SELECTED PASSAGE:

☆ ☆ ☆

Initially, the Antimonopoly checked the accuracy of information about the Irish origin of the liqueur "O'DAILYS Original". Of all the Irish that was in this liqueur, the manufacturer was able to indicate only in the drink flavor "Irish". This flavoring was made by an Austrian company according to its own recipe. Therefore, this liqueur had nothing to do with Ireland. But the fact is that the manufacturer did not indicate on the bottle that the liqueur is Irish. Such information was provided only on the website, which was in fact a duplicate site of the official website of the manufacturer. The Antimonopoly Committee concluded only on some indirect grounds (identical telephone numbers, links, trademarks, etc.) that the products on this site are sold in the interests of Kotnar-M LLC. In my opinion, such an argument of the Antimonopoly Committee is not very convincing. At the same time, Kotnar-M LLC did not provide any evidence that it had taken any action to terminate the operation of such a duplicate site.

In addition, in the course of consideration of the case, the AMCU additionally found that on the front side of the bottle on the labels of liqueurs there are markings "Chosolate", "Hazelnut", "Coffee" and the inscriptions "CHOCOLATE CREAM LIQUE", "HAZELNUT CREAM LIQUEUR". Although these liqueurs do not contain ingredients such as chocolate, coffee or hazelnuts, there are only appropriate flavors.

☆ ☆ ☆

DATA SUPPLIED:
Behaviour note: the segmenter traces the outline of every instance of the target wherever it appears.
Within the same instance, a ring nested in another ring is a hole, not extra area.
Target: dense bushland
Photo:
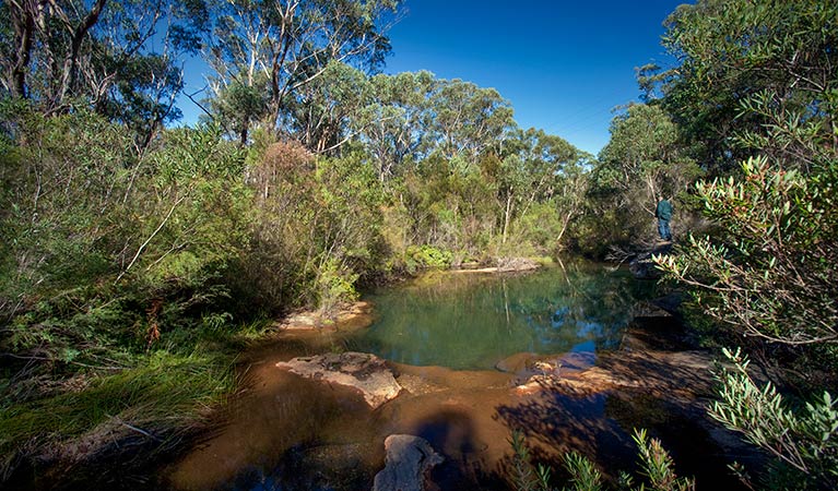
[[[663,195],[658,262],[694,324],[770,369],[757,387],[734,357],[712,414],[778,457],[757,486],[835,477],[835,1],[682,5],[676,65],[639,70],[644,104],[597,158],[492,88],[377,74],[398,1],[39,4],[0,5],[3,470],[108,424],[182,434],[290,309],[426,267],[648,250]],[[166,129],[199,51],[204,121]]]

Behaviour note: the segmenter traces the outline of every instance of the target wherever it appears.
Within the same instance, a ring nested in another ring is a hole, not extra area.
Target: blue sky
[[[635,67],[672,63],[660,36],[680,3],[408,0],[389,31],[393,52],[383,71],[428,70],[494,87],[522,128],[544,129],[595,155],[609,141],[612,110],[638,99]],[[188,92],[203,86],[190,72]],[[198,117],[190,106],[180,104],[187,124]]]

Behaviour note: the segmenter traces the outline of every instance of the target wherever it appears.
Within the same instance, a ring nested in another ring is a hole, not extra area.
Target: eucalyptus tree
[[[374,100],[361,115],[361,137],[376,160],[381,181],[406,159],[418,160],[427,142],[429,98],[438,85],[426,71],[378,74],[370,84]]]
[[[388,15],[399,0],[216,0],[220,12],[205,59],[211,101],[229,117],[241,143],[253,123],[274,130],[288,123],[294,94],[327,72],[330,61],[364,70],[383,62],[390,45]],[[229,104],[234,94],[241,104]],[[233,111],[224,112],[227,105]]]
[[[515,125],[509,101],[494,88],[471,82],[440,81],[428,104],[435,148],[449,159],[464,159],[467,167],[486,152],[500,153],[504,136]]]
[[[357,136],[361,112],[369,101],[364,72],[332,60],[320,77],[290,97],[285,125],[308,149],[332,152]]]
[[[678,128],[660,106],[632,105],[611,122],[611,140],[595,168],[594,193],[610,208],[624,238],[645,238],[658,196],[672,197],[698,177],[695,161],[685,155]]]
[[[181,57],[200,48],[202,0],[7,0],[0,86],[46,113],[95,108],[144,146],[178,117]]]
[[[562,224],[552,238],[557,243],[581,209],[586,154],[560,136],[533,128],[516,130],[505,146],[506,156],[495,175],[501,243],[506,243],[514,219],[542,203],[551,203],[546,218]]]

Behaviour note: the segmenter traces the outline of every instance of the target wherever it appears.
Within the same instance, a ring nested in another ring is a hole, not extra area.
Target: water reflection
[[[611,349],[645,296],[627,273],[583,262],[522,276],[436,275],[370,296],[378,319],[350,347],[460,370],[523,351]]]

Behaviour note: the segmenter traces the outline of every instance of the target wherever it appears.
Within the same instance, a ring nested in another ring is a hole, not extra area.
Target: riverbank
[[[369,489],[383,468],[383,441],[403,433],[445,457],[430,475],[438,489],[504,490],[512,430],[526,435],[538,462],[557,468],[576,450],[613,481],[635,468],[632,429],[647,428],[676,456],[680,472],[697,477],[698,489],[740,489],[724,456],[753,454],[706,415],[710,356],[691,349],[665,312],[645,309],[619,347],[595,360],[519,354],[496,370],[388,362],[402,392],[376,410],[357,391],[276,368],[300,355],[300,343],[306,356],[332,352],[340,330],[288,332],[250,361],[250,388],[225,410],[224,429],[167,466],[166,486]]]
[[[568,270],[573,273],[575,267]],[[559,271],[564,270],[555,270]],[[585,289],[576,284],[578,278],[567,276],[567,271],[564,275],[558,284],[562,288]],[[456,273],[432,275],[406,287],[429,288],[438,292],[437,298],[459,295],[470,284],[480,285],[481,291],[497,290],[506,309],[500,331],[507,333],[511,327],[505,315],[515,311],[517,304],[510,289],[516,282],[540,277],[467,276],[471,279],[457,279],[463,277]],[[544,285],[555,283],[536,283],[534,291],[550,291]],[[550,295],[562,298],[564,294],[558,291]],[[593,300],[597,301],[590,308],[601,306],[604,297]],[[455,303],[465,307],[459,301]],[[493,310],[483,301],[479,304],[483,306],[481,311]],[[614,478],[617,470],[634,466],[636,455],[630,440],[634,426],[649,428],[664,438],[668,447],[683,459],[680,465],[694,466],[696,474],[706,472],[695,464],[697,451],[684,447],[677,432],[699,439],[701,443],[696,448],[701,452],[710,455],[721,452],[713,435],[716,430],[704,412],[710,392],[709,359],[687,349],[680,323],[660,308],[651,304],[633,308],[630,303],[625,307],[636,318],[633,326],[619,334],[613,348],[598,350],[595,356],[518,351],[483,370],[420,367],[390,360],[387,367],[403,390],[377,410],[370,409],[351,388],[305,380],[276,368],[278,362],[295,357],[353,349],[357,336],[366,332],[377,315],[373,304],[365,301],[346,306],[332,316],[296,312],[247,336],[215,339],[227,346],[217,362],[227,363],[229,369],[226,379],[216,382],[226,380],[229,385],[214,400],[197,399],[204,411],[192,420],[186,419],[190,412],[184,407],[170,409],[177,412],[158,415],[163,420],[179,421],[181,431],[168,427],[167,433],[151,420],[137,424],[115,411],[106,416],[106,423],[97,427],[107,432],[92,433],[99,435],[98,440],[85,440],[84,435],[70,444],[74,448],[84,446],[78,442],[87,444],[86,453],[80,452],[79,458],[68,459],[63,452],[59,453],[64,455],[63,460],[36,459],[38,466],[19,470],[14,482],[22,483],[21,489],[105,489],[123,479],[131,481],[133,489],[161,486],[181,490],[250,489],[253,482],[262,481],[287,489],[318,486],[368,489],[383,466],[383,441],[390,434],[404,433],[424,438],[446,457],[433,476],[441,489],[507,489],[511,459],[507,440],[512,430],[528,436],[528,444],[540,462],[558,466],[563,453],[574,448],[600,463],[611,463],[605,470]],[[421,308],[425,309],[428,307]],[[564,312],[556,306],[548,310]],[[483,318],[476,312],[465,316],[480,321]],[[458,319],[451,314],[441,318],[449,326]],[[486,330],[481,338],[492,337],[488,332],[492,330]],[[477,345],[473,340],[451,343]],[[161,370],[167,367],[162,366]],[[190,373],[213,380],[200,367],[192,367]],[[229,397],[234,380],[237,392]],[[177,392],[170,384],[158,388]],[[146,398],[146,403],[153,400]],[[120,419],[113,418],[114,415]],[[179,415],[180,419],[172,415]],[[722,472],[723,463],[717,464]],[[123,471],[114,474],[110,469],[116,466]],[[717,478],[712,479],[711,482],[717,482]],[[728,484],[727,478],[719,479]]]

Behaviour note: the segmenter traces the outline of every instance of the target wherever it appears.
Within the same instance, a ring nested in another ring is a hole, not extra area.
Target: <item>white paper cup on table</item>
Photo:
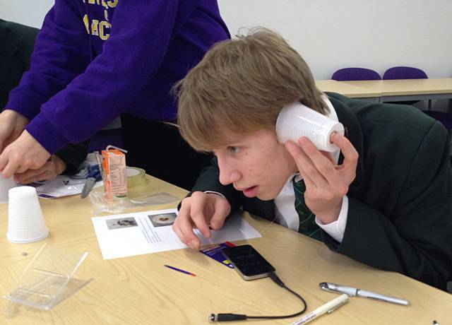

☆ ☆ ☆

In the passage about the liqueur case, why was "O'DAILYS Original" found to have nothing to do with Ireland? Answer in one to three sentences.

OUTPUT OF THE TASK:
The only Irish element the manufacturer could point to was the "Irish" flavoring in the drink. That flavoring was made by an Austrian company according to its own recipe, so the liqueur had no real link to Ireland.